*Work to be completed:*
Copy out, word for word, the entire passage on behavioral metaphor that follows.

The strongest form of behavioral metaphor is an event that is a part of real life, what might be called “living metaphor”—a compelling and unquestionably real experience that becomes a prototype for a new category. All the historical life-changing “imprint” experiences—both negative and positive—that affect people strongly are familiar examples of this. The experiences that Milton Erickson often arranged for his clients created prototypes for new understandings in the same way. A number of these were presented in my article “Creating an intense response.”

Movies and plays are stories that are dramatized and intensified behaviorally, so that they become vivid opportunities to watch others deal with important life issues, “step into their shoes,” and create understandings by identifying with the characters’ situations, feelings and responses, and learn from them. Although drama is an example of the “as if” category, creating a “not real” situation that we can observe safely, a viewer often “loses themselves” in the drama, and may recall it later in a way that is just as intense as if it had been a real situation.

*Entries supplied:*
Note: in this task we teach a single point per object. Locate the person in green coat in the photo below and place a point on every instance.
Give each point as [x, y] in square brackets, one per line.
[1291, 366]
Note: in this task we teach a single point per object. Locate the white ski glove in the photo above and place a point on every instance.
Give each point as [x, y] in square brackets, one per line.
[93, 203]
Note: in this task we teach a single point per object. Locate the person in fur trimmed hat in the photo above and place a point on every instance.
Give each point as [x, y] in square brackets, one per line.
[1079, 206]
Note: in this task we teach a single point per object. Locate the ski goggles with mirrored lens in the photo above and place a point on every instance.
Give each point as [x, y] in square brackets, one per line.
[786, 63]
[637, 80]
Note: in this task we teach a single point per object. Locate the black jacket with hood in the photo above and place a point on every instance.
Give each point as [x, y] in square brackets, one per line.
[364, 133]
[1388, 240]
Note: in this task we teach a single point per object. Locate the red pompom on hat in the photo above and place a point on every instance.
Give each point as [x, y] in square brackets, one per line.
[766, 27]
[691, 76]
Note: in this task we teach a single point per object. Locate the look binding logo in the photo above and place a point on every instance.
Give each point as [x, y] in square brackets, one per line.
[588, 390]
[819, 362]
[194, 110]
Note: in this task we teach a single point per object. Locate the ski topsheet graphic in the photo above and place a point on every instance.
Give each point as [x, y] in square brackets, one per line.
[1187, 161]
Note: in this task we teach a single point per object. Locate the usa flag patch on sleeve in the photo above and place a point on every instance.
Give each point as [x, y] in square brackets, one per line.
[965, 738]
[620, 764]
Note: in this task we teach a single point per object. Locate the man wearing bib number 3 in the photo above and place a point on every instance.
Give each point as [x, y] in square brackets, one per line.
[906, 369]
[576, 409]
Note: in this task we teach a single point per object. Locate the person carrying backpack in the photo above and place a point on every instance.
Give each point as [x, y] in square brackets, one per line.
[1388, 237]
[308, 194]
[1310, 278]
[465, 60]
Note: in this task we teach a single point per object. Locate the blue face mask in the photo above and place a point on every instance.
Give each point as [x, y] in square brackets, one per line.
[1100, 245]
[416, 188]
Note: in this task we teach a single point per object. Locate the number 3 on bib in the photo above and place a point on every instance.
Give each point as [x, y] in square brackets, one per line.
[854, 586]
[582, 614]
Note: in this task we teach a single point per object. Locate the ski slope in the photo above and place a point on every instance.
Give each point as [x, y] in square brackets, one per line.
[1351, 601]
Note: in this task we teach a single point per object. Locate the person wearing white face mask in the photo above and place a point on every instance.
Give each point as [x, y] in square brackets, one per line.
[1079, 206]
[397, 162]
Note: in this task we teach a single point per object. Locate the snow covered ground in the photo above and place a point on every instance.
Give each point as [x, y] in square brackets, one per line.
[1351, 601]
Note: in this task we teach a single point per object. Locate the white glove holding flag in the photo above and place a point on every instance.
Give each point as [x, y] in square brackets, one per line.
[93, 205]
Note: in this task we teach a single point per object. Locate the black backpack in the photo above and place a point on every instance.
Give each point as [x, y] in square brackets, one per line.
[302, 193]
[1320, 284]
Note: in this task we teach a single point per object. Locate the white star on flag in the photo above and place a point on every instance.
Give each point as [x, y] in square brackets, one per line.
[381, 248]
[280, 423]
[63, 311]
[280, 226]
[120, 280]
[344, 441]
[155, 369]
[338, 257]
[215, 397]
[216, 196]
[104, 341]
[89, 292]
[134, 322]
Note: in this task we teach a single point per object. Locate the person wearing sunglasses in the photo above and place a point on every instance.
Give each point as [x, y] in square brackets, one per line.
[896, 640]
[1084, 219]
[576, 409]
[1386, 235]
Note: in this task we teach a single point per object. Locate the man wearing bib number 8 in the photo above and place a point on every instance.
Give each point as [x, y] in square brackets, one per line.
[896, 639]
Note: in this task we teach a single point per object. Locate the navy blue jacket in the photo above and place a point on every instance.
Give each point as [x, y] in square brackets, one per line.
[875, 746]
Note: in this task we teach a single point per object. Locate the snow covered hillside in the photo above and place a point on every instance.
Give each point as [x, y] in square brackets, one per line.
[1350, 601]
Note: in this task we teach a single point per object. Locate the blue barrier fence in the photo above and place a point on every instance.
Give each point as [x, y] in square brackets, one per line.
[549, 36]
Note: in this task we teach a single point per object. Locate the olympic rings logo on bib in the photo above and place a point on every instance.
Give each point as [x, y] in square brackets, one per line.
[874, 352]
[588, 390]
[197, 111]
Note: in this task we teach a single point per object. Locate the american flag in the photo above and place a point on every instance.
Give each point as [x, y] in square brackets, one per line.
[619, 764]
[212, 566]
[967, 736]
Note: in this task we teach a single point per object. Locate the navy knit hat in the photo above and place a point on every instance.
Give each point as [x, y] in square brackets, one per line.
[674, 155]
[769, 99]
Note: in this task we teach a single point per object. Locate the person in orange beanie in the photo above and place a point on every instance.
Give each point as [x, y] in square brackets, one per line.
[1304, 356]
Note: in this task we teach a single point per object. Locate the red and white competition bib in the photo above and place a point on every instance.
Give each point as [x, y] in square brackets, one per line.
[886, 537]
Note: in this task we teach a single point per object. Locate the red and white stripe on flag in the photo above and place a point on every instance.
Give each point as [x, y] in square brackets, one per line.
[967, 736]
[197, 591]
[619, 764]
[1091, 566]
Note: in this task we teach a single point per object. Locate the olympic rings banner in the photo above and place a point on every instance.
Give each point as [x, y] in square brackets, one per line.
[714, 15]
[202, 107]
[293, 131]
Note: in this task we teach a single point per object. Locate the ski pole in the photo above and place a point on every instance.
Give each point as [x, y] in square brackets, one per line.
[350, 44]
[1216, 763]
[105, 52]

*Result of this exercise:*
The strongest form of behavioral metaphor is an event that is a part of real life, what might be called “living metaphor”—a compelling and unquestionably real experience that becomes a prototype for a new category. All the historical life-changing “imprint” experiences—both negative and positive—that affect people strongly are familiar examples of this. The experiences that Milton Erickson often arranged for his clients created prototypes for new understandings in the same way. A number of these were presented in my article “Creating an intense response.”

Movies and plays are stories that are dramatized and intensified behaviorally, so that they become vivid opportunities to watch others deal with important life issues, “step into their shoes,” and create understandings by identifying with the characters’ situations, feelings and responses, and learn from them. Although drama is an example of the “as if” category, creating a “not real” situation that we can observe safely, a viewer often “loses themselves” in the drama, and may recall it later in a way that is just as intense as if it had been a real situation.